(ZIEL DER ÜBUNG): Nenne jede Zeile der folgenden Daten, in der die Zeichenfolge „batting“ vorkommt, und übernimm sie wortgetreu.

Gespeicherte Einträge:
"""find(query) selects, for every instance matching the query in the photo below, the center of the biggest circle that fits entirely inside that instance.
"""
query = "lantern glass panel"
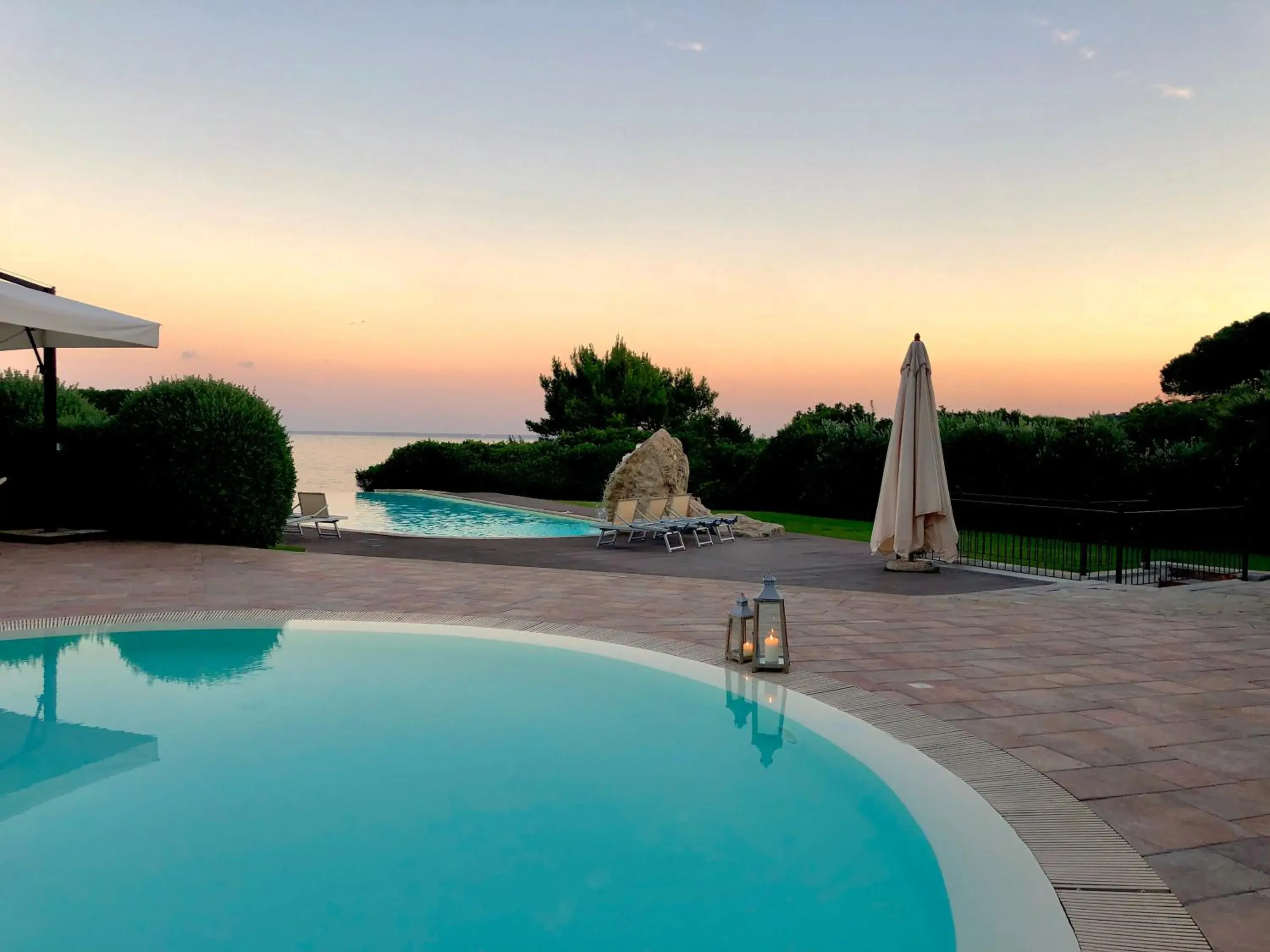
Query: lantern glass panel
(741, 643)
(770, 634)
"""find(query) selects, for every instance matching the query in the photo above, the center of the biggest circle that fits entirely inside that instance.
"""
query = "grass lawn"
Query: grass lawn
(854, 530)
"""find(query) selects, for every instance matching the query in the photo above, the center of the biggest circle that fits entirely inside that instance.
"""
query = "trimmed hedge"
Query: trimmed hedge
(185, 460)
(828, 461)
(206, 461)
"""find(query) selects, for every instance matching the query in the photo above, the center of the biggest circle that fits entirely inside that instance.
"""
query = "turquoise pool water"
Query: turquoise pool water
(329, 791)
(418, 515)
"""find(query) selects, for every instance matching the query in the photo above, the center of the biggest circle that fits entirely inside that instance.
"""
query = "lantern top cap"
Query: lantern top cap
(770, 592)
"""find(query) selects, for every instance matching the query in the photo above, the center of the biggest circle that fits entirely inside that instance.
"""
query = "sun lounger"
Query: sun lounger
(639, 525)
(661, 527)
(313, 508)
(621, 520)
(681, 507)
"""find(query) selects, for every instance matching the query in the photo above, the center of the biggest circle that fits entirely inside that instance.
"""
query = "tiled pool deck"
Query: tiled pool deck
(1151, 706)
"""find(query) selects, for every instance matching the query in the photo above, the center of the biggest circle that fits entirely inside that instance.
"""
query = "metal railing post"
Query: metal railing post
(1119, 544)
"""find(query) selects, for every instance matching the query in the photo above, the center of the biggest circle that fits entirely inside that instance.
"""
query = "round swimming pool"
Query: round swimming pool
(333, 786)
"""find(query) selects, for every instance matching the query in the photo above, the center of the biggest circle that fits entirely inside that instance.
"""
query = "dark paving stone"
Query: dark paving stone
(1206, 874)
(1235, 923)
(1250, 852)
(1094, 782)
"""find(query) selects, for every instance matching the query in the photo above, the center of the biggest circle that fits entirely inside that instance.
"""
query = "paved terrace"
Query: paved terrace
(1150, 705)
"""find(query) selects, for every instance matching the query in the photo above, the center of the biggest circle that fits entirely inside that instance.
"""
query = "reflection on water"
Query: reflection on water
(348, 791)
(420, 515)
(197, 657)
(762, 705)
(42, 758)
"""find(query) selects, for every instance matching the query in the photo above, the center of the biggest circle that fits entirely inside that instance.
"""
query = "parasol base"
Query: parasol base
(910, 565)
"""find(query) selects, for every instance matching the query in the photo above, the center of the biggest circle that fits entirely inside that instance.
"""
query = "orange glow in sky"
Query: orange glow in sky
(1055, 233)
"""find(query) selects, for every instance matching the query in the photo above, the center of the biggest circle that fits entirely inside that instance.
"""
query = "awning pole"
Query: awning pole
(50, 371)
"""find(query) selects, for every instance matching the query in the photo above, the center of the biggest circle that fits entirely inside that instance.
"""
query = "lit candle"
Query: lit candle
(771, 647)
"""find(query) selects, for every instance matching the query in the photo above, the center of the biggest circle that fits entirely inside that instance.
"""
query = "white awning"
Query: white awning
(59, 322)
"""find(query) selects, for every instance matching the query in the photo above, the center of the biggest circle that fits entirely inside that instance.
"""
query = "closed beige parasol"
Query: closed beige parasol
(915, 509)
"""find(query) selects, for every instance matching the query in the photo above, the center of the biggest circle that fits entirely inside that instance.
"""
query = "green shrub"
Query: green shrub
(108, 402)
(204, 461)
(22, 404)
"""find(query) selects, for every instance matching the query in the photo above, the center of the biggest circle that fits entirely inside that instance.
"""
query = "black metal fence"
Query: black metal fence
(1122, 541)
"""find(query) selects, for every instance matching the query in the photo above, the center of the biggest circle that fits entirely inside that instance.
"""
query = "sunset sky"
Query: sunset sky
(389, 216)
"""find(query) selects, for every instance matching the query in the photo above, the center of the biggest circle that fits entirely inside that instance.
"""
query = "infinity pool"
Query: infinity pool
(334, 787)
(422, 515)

==

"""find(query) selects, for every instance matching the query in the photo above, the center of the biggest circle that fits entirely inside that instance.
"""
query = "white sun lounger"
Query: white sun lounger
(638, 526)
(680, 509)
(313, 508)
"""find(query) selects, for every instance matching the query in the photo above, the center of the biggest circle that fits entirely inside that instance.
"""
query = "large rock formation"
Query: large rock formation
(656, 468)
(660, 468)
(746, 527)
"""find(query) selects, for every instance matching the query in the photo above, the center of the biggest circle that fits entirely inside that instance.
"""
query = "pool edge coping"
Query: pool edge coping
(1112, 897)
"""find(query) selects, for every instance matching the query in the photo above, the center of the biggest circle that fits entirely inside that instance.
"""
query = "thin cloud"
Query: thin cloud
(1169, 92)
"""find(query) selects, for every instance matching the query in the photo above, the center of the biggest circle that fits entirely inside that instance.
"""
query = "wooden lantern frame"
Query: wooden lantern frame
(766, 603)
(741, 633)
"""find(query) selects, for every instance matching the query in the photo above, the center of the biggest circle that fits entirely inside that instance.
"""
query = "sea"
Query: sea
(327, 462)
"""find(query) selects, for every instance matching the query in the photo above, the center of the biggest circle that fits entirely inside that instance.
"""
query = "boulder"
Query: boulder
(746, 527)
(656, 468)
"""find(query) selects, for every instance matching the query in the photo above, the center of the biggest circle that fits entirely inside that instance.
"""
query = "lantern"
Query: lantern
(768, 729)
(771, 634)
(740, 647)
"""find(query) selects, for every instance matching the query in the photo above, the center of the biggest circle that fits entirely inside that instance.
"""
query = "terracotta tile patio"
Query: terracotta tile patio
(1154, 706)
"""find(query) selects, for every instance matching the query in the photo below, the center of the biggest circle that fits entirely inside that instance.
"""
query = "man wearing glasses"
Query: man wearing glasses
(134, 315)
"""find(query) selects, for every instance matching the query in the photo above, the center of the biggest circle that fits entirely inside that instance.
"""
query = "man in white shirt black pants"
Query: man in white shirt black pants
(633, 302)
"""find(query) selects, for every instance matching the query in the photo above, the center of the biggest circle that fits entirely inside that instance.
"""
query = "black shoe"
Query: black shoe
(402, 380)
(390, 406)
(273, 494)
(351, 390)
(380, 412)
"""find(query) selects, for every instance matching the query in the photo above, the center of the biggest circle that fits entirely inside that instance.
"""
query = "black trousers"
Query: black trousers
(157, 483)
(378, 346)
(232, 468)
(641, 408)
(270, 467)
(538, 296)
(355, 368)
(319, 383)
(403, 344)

...

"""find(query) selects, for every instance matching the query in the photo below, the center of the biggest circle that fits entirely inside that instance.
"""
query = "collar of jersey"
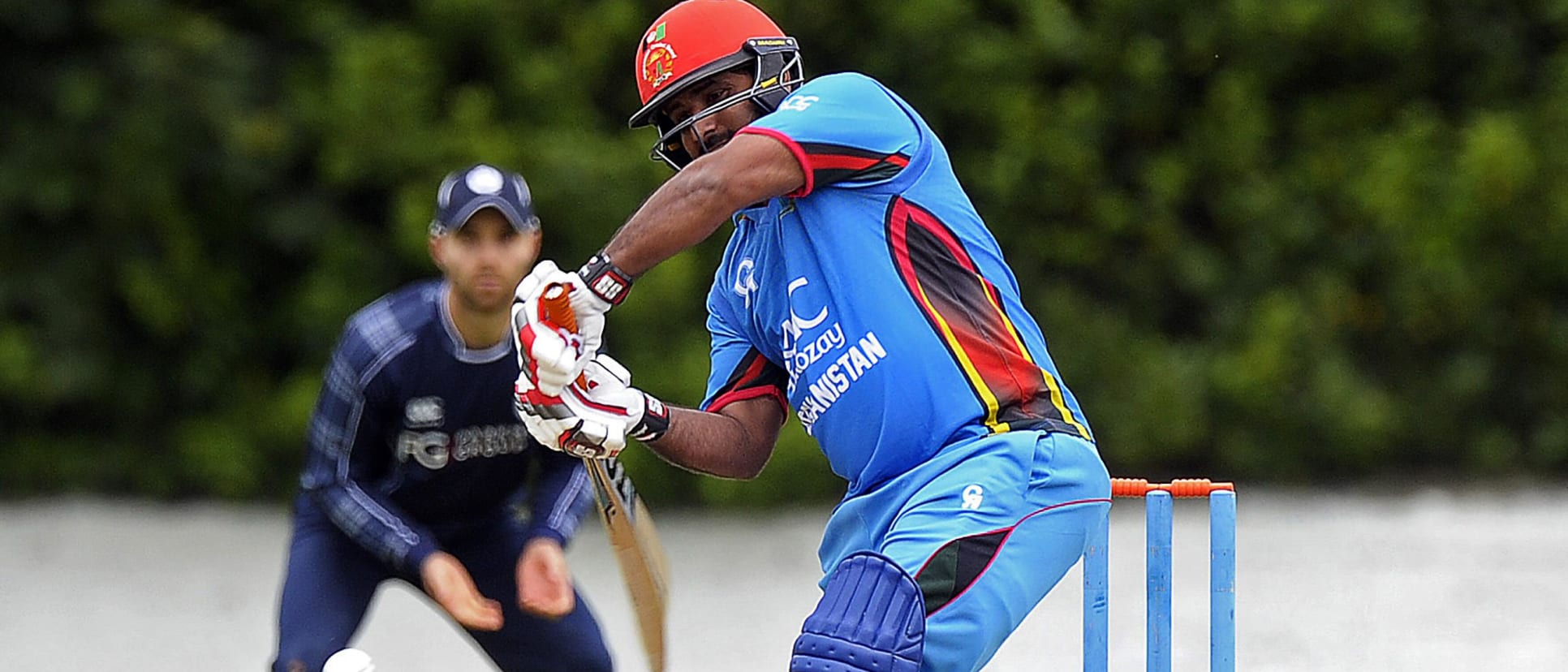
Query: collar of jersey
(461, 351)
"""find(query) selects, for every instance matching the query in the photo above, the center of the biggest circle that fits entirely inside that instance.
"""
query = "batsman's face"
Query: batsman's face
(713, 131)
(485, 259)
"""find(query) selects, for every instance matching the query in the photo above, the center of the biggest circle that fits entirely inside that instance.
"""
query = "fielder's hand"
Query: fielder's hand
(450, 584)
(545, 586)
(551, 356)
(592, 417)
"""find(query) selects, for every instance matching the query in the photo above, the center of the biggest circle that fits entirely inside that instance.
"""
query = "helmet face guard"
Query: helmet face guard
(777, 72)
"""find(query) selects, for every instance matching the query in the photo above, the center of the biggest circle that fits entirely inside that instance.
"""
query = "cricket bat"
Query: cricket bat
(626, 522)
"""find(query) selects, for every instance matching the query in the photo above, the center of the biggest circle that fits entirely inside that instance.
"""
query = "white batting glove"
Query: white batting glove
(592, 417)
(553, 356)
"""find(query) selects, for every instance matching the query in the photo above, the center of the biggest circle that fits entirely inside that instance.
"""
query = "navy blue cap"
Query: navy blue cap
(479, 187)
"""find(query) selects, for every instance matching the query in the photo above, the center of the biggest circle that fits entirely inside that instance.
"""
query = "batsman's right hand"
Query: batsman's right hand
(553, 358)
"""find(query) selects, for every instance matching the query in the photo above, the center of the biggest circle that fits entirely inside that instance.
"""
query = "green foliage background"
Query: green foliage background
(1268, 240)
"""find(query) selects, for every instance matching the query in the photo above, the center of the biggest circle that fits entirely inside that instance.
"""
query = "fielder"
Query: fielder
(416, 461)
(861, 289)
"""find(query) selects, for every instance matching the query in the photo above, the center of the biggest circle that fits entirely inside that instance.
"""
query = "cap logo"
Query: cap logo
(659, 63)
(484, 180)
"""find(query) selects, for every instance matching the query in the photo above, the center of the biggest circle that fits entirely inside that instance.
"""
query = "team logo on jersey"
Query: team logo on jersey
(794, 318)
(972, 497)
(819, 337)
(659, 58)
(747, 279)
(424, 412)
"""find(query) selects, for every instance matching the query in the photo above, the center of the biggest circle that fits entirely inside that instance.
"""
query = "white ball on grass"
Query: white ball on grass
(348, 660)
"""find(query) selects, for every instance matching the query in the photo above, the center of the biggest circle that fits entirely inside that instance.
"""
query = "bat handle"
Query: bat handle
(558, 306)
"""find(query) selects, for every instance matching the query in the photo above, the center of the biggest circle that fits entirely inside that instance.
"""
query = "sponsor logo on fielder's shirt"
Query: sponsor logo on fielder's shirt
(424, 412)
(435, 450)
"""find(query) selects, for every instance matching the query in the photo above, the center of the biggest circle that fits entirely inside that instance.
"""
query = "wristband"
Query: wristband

(SCHRIFTLICHE LÖSUNG):
query = "white batting glove"
Query: white batting glove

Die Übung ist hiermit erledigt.